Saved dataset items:
★ ★ ★ ★ ★
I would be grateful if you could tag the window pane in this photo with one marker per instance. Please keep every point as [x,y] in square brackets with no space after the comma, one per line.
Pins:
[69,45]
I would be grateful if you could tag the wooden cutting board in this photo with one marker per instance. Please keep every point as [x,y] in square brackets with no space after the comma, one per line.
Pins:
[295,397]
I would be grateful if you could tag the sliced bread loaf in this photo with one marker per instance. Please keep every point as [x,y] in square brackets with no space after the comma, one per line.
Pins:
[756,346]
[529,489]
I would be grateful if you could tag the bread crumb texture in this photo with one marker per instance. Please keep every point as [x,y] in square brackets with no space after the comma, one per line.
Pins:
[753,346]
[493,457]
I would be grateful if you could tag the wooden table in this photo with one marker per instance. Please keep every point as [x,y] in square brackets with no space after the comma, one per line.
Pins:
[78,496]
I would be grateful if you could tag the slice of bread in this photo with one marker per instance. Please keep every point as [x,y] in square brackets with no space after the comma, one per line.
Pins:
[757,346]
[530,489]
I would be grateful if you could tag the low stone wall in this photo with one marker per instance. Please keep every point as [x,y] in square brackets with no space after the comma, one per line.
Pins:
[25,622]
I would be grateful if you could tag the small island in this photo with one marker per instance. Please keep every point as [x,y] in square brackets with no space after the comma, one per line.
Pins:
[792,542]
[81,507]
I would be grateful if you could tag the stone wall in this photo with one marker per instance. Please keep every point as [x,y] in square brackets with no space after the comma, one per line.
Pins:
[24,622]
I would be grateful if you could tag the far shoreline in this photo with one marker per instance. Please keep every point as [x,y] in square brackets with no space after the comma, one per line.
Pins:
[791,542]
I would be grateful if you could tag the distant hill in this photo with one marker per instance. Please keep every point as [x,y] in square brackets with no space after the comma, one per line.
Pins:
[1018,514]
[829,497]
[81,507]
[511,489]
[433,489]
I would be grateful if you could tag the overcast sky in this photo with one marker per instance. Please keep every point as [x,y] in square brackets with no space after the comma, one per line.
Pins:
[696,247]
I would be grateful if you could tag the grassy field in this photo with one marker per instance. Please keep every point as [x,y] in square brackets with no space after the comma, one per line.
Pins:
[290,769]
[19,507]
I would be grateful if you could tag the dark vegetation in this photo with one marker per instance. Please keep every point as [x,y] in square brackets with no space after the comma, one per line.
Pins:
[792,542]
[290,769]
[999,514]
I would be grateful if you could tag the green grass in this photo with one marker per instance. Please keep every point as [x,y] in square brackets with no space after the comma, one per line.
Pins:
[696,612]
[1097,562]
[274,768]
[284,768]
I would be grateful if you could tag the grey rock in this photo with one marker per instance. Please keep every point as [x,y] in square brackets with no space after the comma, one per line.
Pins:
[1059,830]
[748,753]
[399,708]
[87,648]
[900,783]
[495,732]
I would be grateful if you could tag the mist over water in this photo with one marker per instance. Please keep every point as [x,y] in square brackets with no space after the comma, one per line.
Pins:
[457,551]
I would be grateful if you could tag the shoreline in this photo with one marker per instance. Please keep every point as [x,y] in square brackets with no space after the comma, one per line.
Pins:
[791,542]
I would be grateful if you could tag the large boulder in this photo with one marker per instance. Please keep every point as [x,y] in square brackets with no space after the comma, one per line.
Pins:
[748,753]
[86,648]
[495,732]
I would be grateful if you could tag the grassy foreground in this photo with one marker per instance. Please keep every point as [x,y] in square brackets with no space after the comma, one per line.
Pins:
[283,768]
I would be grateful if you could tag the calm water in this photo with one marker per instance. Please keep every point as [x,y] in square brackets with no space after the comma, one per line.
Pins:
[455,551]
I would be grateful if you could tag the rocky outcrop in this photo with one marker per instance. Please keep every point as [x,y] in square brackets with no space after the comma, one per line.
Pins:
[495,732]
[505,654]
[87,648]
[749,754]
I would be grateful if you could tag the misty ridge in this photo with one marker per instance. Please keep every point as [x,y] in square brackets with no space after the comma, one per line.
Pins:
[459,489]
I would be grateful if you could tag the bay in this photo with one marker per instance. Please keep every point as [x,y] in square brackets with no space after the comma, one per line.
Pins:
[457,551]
★ ★ ★ ★ ★
▶ _What is asked_
Rewrite the listing from the line with "I would be grateful if you could tag the misty" through its final line, request lines included. Shift every point coordinate by -78.

▶ _Expected answer_
I would be grateful if you could tag the misty ridge in this photo with one marker per instance. Please keep every point as [x,y] in square brackets with no space after the comma, one per line.
Pins:
[381,411]
I would be grateful if you could tag the bay in this photo with one marker per instance. Please keep every point as [x,y] in square brackets with no space after the comma, one per line.
Pins:
[379,473]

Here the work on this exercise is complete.